• [Exercise]
Output each record exactly, with nothing omitted.

[Dataset entries]
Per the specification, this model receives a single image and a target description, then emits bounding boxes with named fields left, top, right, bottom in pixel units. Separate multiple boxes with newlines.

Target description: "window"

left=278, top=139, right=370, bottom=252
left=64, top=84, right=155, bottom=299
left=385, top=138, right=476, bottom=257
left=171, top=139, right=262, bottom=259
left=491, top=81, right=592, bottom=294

• [Reply to the task]
Per the specification, this model receives a single image and a target description, then emits bounding boxes with named fields left, top, right, bottom in pixel units. Separate multiple boxes with newlines.

Target description: "window"

left=278, top=139, right=370, bottom=252
left=64, top=84, right=155, bottom=299
left=385, top=138, right=476, bottom=257
left=171, top=139, right=262, bottom=259
left=491, top=81, right=592, bottom=294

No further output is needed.